## Written instruction A
Copy out the passage on representing multiple clients word for word, in full.

## Text passage
---*---

When two people come to see you about a problem the first question must be, can I represent both people as clients? Lawyers like to help people — we want to solve our clients’ problems, but inadequate analysis of the potential clients’ needs can cause real trouble.  Todd Wallsmith tried to help two brothers whose father had disinherited them. After a while the brothers disagreed on case tactics, then case substance, and rather than obtain separate counsel for one of the brothers, he tried to handle both their claims, which diverged even more. The lawyer finally agreed with the other side on an issue, with one of the client’s consents, but without the other’s. As their agent, he had the power to consent, but not the authority for the one. The case blew up between the lawyer and the one client.

The lawyer and Commission agreed to a disposition of the complaint which was submitted to the Supreme Court. It found that there were four Rule violations, and as a penalty it suspended the lawyer’s license to practice law for 180 days, then withheld the full suspension in favor of 45 days suspension and 24 months of probation. A good result due to the circumstances. Also a good lesson for lawyers across the country.

Avoiding conflicts in the interests of each of your clients — when there are multiple clients — is not easy. Clients do not like to be told that you cannot take care of all of them, but sometimes you can’t. In some cases in some states multiple client representation is forbidden, in other cases it is merely a minefield.

---*---

## Entries provided
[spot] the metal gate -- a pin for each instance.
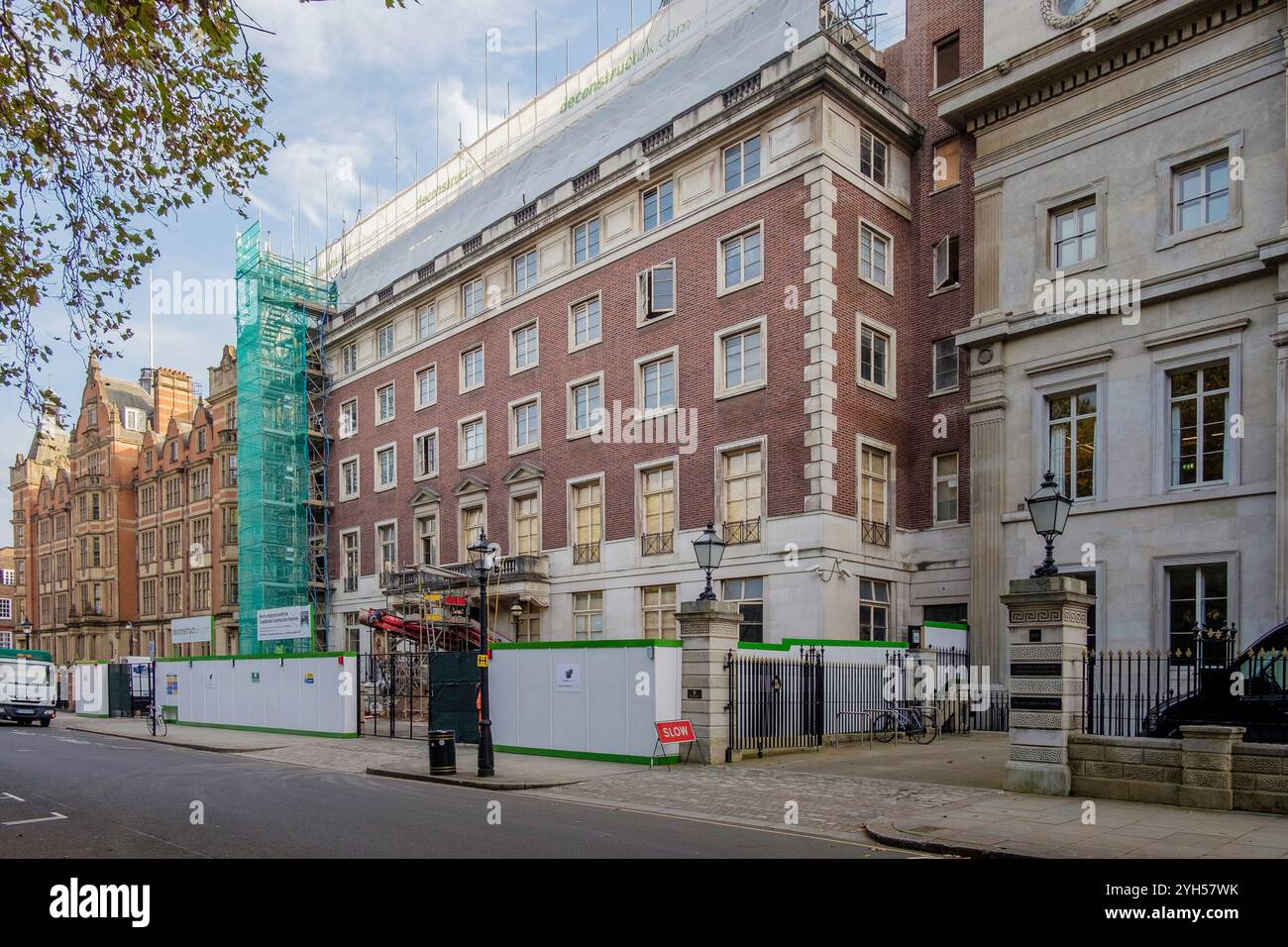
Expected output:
(407, 693)
(786, 701)
(776, 701)
(129, 688)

---*---

## Written instruction B
Give every line of the listing as a numbered list, skipping any blank lines and leaving the pictures out.

## Finished answer A
When two people come to see you about a problem the first question must be, can I represent both people as clients? Lawyers like to help people — we want to solve our clients’ problems, but inadequate analysis of the potential clients’ needs can cause real trouble.  Todd Wallsmith tried to help two brothers whose father had disinherited them. After a while the brothers disagreed on case tactics, then case substance, and rather than obtain separate counsel for one of the brothers, he tried to handle both their claims, which diverged even more. The lawyer finally agreed with the other side on an issue, with one of the client’s consents, but without the other’s. As their agent, he had the power to consent, but not the authority for the one. The case blew up between the lawyer and the one client.

The lawyer and Commission agreed to a disposition of the complaint which was submitted to the Supreme Court. It found that there were four Rule violations, and as a penalty it suspended the lawyer’s license to practice law for 180 days, then withheld the full suspension in favor of 45 days suspension and 24 months of probation. A good result due to the circumstances. Also a good lesson for lawyers across the country.

Avoiding conflicts in the interests of each of your clients — when there are multiple clients — is not easy. Clients do not like to be told that you cannot take care of all of them, but sometimes you can’t. In some cases in some states multiple client representation is forbidden, in other cases it is merely a minefield.

## Finished answer B
1. [spot] the metal gate -- a pin for each instance.
2. Expected output:
3. (407, 693)
4. (786, 701)
5. (776, 701)
6. (129, 688)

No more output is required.